Supplied material:
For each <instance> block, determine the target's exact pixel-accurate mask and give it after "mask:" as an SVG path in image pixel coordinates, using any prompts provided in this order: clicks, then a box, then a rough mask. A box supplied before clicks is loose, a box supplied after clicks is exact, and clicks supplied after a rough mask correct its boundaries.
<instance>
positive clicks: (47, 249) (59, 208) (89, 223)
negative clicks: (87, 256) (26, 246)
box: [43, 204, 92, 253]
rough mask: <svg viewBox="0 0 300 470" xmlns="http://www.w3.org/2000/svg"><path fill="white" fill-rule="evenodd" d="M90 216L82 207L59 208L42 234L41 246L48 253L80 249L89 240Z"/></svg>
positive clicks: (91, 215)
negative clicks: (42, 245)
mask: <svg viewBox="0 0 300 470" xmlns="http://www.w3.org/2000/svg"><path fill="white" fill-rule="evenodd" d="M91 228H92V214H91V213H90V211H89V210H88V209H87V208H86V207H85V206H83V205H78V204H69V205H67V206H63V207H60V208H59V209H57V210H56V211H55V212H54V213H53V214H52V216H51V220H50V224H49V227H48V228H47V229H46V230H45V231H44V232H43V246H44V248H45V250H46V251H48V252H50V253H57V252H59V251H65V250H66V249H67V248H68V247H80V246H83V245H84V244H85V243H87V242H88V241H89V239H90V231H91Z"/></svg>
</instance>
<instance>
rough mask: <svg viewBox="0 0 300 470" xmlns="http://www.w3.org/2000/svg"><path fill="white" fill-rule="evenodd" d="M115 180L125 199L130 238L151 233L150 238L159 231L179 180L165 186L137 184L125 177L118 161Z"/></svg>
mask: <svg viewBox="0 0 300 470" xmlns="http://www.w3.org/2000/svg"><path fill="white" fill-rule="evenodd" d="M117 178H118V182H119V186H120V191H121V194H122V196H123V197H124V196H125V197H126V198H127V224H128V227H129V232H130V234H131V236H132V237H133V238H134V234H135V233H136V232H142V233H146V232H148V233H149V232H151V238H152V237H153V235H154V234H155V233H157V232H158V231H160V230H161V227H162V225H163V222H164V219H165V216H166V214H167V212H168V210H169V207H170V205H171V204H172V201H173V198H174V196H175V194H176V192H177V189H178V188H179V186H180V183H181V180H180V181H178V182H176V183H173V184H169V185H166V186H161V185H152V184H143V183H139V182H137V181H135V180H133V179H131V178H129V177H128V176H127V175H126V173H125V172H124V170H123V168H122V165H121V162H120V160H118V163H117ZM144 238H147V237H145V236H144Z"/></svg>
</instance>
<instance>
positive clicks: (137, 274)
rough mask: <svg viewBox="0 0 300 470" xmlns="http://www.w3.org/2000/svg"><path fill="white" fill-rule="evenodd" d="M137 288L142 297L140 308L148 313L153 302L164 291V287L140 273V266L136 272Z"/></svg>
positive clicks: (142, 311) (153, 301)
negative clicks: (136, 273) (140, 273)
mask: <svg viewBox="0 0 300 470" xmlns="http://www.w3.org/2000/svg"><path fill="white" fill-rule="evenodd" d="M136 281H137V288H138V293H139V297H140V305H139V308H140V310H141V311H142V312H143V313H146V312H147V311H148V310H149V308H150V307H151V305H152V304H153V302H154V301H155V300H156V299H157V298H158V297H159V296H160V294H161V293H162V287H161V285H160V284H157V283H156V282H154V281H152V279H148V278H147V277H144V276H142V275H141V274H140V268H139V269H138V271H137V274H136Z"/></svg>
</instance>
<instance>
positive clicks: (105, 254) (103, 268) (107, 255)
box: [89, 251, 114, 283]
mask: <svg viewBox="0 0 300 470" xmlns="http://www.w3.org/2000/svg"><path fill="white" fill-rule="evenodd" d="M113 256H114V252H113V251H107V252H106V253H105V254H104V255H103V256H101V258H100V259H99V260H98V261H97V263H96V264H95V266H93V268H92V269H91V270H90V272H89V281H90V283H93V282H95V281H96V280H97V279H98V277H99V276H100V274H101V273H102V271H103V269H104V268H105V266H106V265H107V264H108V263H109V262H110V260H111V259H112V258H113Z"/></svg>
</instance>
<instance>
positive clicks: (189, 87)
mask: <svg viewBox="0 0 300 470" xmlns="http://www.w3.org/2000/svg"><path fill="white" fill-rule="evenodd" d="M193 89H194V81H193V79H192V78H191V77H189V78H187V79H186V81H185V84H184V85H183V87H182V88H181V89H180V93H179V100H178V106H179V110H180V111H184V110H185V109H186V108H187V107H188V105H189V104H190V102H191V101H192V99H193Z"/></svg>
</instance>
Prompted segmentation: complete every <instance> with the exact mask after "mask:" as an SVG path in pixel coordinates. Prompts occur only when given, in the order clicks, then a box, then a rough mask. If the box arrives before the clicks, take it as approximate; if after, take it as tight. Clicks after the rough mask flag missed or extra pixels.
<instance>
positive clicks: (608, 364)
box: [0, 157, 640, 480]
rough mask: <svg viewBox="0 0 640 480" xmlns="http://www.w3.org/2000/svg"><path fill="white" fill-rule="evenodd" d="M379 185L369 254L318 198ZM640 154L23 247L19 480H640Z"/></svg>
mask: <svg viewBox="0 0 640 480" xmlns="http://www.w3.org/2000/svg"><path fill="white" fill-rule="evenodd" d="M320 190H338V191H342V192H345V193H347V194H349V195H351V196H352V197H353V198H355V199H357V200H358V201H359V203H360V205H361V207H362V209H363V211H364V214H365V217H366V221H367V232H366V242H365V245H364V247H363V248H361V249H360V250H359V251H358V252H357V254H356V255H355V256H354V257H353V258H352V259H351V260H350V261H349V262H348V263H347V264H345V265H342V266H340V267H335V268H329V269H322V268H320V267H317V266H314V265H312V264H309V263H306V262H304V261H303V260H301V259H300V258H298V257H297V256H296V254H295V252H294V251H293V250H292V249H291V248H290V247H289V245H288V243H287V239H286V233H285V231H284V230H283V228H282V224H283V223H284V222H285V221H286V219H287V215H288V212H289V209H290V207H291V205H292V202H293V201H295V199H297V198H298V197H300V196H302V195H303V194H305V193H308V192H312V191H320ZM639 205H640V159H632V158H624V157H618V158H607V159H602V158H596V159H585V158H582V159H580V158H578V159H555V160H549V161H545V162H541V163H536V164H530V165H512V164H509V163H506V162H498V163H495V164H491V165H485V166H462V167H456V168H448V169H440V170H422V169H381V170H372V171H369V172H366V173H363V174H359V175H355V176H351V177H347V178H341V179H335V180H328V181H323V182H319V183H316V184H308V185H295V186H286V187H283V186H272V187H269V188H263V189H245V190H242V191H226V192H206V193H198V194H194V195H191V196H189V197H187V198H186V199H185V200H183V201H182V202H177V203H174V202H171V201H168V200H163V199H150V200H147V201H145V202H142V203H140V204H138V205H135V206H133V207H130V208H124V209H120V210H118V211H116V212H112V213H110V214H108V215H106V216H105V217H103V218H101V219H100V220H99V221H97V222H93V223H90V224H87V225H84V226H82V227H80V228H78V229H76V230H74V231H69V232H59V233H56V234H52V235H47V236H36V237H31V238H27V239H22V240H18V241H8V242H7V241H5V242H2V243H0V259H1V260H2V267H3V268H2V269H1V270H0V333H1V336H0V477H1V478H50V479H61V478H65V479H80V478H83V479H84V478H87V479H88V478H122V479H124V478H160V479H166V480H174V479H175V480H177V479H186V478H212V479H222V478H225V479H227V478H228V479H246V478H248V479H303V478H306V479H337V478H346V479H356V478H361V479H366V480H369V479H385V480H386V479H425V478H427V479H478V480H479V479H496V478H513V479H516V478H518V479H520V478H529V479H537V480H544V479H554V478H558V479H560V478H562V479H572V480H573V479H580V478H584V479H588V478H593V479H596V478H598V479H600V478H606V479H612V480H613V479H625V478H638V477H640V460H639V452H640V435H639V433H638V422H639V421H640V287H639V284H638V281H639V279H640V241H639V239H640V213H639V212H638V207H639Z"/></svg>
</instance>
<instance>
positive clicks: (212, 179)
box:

Work to be completed:
Show each line in the data where the string "before" appears.

Answer to this task:
For each <instance> block, determine the target's exact pixel-accurate mask and give it after "mask:" as an SVG path in image pixel coordinates, using any prompts provided in this order: clicks, then a box, then a rough mask. A box supplied before clicks is loose, a box supplied after clicks is exact, and clicks supplied after a rough mask correct its boundaries.
Prompted segmentation: complete every <instance> with the exact mask after "mask:" as an SVG path in pixel coordinates. Prompts occur only when given, in the order clicks, then a box, then a rough mask. If the box arrives before the clicks, take it as approximate; if after, take it as tight. Clicks after the rough mask flag missed or extra pixels.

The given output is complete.